**AIM A**.
In the OAuth thread, change "perfectly" to "flawlessly" and write out everything from "Yes, it works" down to "it didn't work?".

**SUPPLIED PASSAGE**.
This can be a result of an issue with the configuration of your OAuth client. Do you have the link to your client? (Example: meta:Special:OAuthListConsumers/view/b7f698ff5fcc830e98d1dae7eabffc53)

Klein Muçi (talkcontribs)
APaskulin (WMF) (talkcontribs)

I wasn't sure myself, but I tested it out just now, and it seems that the MediaWiki API:REST API only supports OAuth 2.0. (This is definitely something we can improve in the docs, so thanks for bringing this up!) The client you linked to is OAuth 1.0a. Unfortunately you won't be able to change it, so you'll need to create a new client with the same configuration except select OAuth 2.0 as the "OAuth protocol version". That should give you an access token that works!

Klein Muçi (talkcontribs)

Oh... Thank you! I'll try it out now and report on the results. :)

Klein Muçi (talkcontribs)

Yes, it works perfectly now. I did notice something though: The first time I had tried it, I substituted only the "TOKEN" part leaving the source symbol ($) intact. I did the same now and it didn't work again. It only worked after I removed that part as well. So I was thinking that maybe even the OAuth 1.0 is supported, it was just me doing it wrong (I never got the chance to try it correctly). Or did you try it personally and it didn't work?


The reason I ask, apart from not wanting to be the reason the documentation is changed in a wrong way, is that I apparently need OAuth 1.0 to be able to apply the replaces fixes I mentioned earlier according to this page: Manual:Pywikibot/OAuth. There and here is mentioned that you need 4 tokens ('<consumer_key>','<consumer_secret>', '<access_key>', '<access_secret>') to be able to use them in your user-config.py file and those 4 tokens are generated with OAuth 1.0. (What I had until now.) I'm not sure if I need to have 2 different clients now because of this. Or maybe I can somehow use the 3 tokens of OAuth 2.0?

Klein Muçi (talkcontribs)

Also, follow up question: Do I need to write the access token in every request I make forever?

APaskulin (WMF) (talkcontribs)

>The first time I had tried it, I substituted only the "TOKEN" part leaving the source symbol ($) intact.

$TOKEN is meant to be replaced as a whole, both the $ symbol and the token. I did test OAuth 1.0 personally, and it is not supported.


> those 4 tokens are generated with OAuth 1.0

That's correct: Pywikibot only supports OAuth 1.0a. Pywikibot and API:REST API provide similar functionality, so it's possible that you may not need to use both. To provide more guidance here, I'd need to understand more about your code.


> Do I need to write the access token in every request I make forever?

Yes, the token will need to be included in all the requests that your bot makes, but there are ways to make that easier depending on how your code is set up. Where are you running your code?

Klein Muçi (talkcontribs)

First of all, thank you so much for being available to answer question in regard to this. I've spent the past few months solving everything with trial and error because I couldn't find someone to help on this subject. You are usually suggested to go for help on IRC or mailing lists and unfortunately I haven't had good experiences with those.


As for the code... I run a replace pywikibot. It has a long list (around 40k lines) of regexes that help with some simple problems in regard to citations on SqWiki and SqQuote. For example, removing deprecated CS1 parameters, updating some old ones to their new corresponding ones or adapting language parameters to their ISO codes (language=Inglese -> language=en). Everything is done following the directions here. The set of regexes are set as user fixes (Manual:Pywikibot/user-fixes.py) and at the moment I have 2 specific files (one for SqWiki and one for SqQuote), 2 scripts basically, (that are made up by only the command to run the user-fixes for the specific projects) which are run periodically on ToolForge as cronjobs. OAuth 1.0a was needed for this.

**AIM B**.
Select each line in the listing that contains the string "rock".

[Dataset entries]
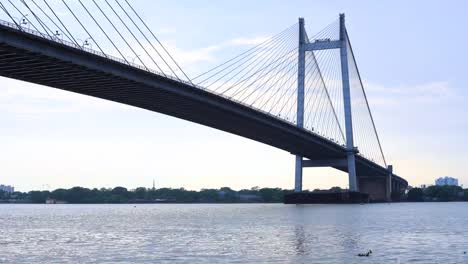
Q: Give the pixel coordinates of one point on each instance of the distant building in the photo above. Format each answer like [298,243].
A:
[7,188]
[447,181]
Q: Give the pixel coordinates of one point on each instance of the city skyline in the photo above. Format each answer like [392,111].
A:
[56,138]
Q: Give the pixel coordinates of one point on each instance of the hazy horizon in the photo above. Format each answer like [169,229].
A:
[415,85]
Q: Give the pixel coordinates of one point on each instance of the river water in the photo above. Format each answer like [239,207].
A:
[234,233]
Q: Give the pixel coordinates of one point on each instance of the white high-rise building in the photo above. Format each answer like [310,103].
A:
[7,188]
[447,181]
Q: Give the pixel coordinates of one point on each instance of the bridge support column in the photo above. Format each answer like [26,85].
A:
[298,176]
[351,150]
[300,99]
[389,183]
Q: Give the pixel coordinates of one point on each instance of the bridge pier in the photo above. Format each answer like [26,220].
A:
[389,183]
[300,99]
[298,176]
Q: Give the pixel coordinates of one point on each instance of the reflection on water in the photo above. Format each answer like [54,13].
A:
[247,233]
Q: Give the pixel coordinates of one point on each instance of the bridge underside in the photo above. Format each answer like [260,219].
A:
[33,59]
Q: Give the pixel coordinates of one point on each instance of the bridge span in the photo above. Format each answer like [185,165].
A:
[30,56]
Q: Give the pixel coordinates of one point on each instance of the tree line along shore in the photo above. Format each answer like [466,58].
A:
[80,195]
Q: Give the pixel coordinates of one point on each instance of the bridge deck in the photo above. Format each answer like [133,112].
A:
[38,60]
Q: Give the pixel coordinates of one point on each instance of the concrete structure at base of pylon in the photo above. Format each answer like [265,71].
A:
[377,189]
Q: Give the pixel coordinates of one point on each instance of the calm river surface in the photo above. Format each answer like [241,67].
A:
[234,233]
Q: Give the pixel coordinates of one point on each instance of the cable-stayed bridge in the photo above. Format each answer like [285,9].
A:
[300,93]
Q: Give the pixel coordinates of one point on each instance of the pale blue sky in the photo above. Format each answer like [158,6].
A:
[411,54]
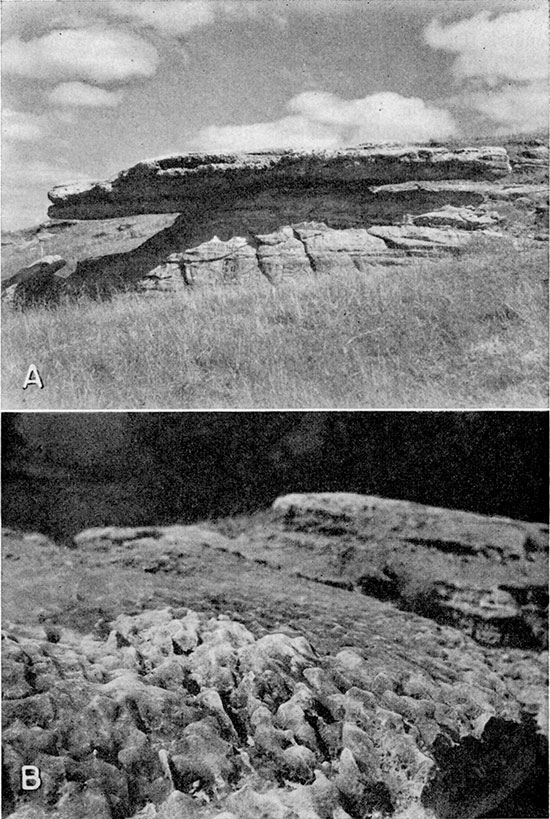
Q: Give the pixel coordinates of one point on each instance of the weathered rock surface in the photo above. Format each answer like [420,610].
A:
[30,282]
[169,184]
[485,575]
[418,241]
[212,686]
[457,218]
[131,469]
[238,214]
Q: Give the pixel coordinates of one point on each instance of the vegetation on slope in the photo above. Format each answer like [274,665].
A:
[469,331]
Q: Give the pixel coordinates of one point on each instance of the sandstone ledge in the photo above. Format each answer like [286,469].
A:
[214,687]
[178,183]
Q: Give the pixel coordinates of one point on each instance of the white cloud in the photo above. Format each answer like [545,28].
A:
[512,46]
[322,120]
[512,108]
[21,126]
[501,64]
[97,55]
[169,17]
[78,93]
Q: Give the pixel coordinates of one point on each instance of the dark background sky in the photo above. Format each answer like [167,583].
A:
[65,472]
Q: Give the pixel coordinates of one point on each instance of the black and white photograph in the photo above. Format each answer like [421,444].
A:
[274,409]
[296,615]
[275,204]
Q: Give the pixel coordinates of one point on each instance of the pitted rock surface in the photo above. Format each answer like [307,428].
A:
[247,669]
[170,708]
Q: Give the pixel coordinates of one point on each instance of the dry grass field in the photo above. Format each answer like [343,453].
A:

**COMPLETE OUTPUT A**.
Yes, it works flawlessly now. I did notice something though: The first time I had tried it, I substituted only the "TOKEN" part leaving the source symbol ($) intact. I did the same now and it didn't work again. It only worked after I removed that part as well. So I was thinking that maybe even the OAuth 1.0 is supported, it was just me doing it wrong (I never got the chance to try it correctly). Or did you try it personally and it didn't work?

**COMPLETE OUTPUT B**.
Q: Give the pixel coordinates of one point on each instance of the weathered rock surface in the photo above. Format each answer like [420,610].
Q: Give the pixel coordinates of one point on each instance of the pitted rock surface in the photo above. Format each answer like [307,428].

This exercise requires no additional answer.